SELECTED TEXT:

The United States moves for summary judgment pursuant to Federal Rule of Civil Procedure 56. Since the United States will bear the burden of persuasion at trial, "it must come forward with evidence which would entitle it to a directed verdict if the evidence went uncontroverted at trial." C.A.R. Transportation Brokerage Co., Inc. v. Darden Restaurants, Inc., 213 F.3d 474, 480 (9th Cir. 2000). If the United States satisfies its initial burden, the burden of production shifts to the defendants. They must produce evidence that would permit a rational fact-finder to find for them on the United States' claims. However, the United States retains the ultimate burden of persuading the Court it is entitled to summary judgment. Celotex Corp. v. Catrett, 477 U.S. 317, 330, 106 S.Ct. 2548, 91 L.Ed.2d 265 (1986). In order to prevail under Rule 56, the United States must establish that a rational fact-finder would be compelled to find in its favor at trial. See Soremekun v. Thrifty Payless, Inc., 509 F.3d 978, 984 (9th Cir. 2007).

TO DO:
Please quote the whole passage on the summary judgment burden word for word. The records aren't needed for this.

PROVIDED MATERIAL:

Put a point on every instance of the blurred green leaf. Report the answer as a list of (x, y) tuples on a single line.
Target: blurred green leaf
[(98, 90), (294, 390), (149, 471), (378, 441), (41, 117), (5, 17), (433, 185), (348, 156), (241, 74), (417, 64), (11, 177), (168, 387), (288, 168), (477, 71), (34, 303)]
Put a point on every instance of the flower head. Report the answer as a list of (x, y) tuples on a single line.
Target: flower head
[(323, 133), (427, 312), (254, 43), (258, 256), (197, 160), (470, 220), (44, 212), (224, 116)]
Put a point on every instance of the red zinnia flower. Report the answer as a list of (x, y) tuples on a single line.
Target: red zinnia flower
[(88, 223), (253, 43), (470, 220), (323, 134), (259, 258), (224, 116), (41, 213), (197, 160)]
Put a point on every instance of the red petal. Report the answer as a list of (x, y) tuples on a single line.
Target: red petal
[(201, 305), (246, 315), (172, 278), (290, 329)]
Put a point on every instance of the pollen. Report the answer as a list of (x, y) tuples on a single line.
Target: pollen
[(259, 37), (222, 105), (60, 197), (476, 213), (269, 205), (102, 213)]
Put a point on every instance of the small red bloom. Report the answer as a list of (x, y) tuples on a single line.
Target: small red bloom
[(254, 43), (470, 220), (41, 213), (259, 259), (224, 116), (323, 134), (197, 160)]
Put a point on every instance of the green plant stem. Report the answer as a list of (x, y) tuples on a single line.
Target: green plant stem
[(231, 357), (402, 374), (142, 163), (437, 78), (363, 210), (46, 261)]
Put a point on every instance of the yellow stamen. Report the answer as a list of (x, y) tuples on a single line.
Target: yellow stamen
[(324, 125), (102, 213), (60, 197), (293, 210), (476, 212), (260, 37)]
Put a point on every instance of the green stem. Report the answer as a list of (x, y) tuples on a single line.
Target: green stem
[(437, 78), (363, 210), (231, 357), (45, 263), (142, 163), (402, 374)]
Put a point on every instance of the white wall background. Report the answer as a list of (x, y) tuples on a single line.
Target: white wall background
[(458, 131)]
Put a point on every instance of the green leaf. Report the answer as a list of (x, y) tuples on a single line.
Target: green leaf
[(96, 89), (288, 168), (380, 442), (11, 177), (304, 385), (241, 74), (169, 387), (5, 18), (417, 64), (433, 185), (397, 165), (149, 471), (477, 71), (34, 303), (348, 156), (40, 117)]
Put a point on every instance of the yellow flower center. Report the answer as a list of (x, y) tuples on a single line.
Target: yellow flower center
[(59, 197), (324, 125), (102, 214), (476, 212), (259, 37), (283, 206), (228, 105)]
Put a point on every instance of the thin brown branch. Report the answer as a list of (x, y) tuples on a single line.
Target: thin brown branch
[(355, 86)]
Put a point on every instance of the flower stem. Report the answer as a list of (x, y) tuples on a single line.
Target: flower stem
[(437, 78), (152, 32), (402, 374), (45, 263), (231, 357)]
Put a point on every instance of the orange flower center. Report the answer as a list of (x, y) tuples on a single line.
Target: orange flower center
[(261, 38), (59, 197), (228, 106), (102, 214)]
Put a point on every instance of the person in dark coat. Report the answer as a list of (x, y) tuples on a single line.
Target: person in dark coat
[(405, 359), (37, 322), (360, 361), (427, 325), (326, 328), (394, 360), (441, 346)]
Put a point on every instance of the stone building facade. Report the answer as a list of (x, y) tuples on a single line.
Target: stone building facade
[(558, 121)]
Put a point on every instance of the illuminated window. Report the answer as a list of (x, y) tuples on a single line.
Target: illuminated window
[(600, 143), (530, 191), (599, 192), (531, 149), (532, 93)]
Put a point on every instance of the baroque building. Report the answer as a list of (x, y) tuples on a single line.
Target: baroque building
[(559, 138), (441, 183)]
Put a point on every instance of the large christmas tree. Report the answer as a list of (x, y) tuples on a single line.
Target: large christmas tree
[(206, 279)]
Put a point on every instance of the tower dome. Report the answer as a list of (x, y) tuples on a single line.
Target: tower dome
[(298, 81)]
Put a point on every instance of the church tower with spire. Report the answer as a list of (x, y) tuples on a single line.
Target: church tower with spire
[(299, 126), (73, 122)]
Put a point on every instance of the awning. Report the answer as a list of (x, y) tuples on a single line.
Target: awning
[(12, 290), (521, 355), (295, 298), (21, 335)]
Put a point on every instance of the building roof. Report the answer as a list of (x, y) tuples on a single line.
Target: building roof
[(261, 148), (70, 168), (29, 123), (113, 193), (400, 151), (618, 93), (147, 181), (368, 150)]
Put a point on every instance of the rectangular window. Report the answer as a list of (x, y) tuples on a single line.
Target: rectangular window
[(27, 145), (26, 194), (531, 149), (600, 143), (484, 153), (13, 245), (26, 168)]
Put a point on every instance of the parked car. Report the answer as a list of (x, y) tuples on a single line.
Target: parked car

SOLUTION TO THE PROBLEM:
The United States moves for summary judgment pursuant to Federal Rule of Civil Procedure 56. Since the United States will bear the burden of persuasion at trial, "it must come forward with evidence which would entitle it to a directed verdict if the evidence went uncontroverted at trial." C.A.R. Transportation Brokerage Co., Inc. v. Darden Restaurants, Inc., 213 F.3d 474, 480 (9th Cir. 2000). If the United States satisfies its initial burden, the burden of production shifts to the defendants. They must produce evidence that would permit a rational fact-finder to find for them on the United States' claims. However, the United States retains the ultimate burden of persuading the Court it is entitled to summary judgment. Celotex Corp. v. Catrett, 477 U.S. 317, 330, 106 S.Ct. 2548, 91 L.Ed.2d 265 (1986). In order to prevail under Rule 56, the United States must establish that a rational fact-finder would be compelled to find in its favor at trial. See Soremekun v. Thrifty Payless, Inc., 509 F.3d 978, 984 (9th Cir. 2007).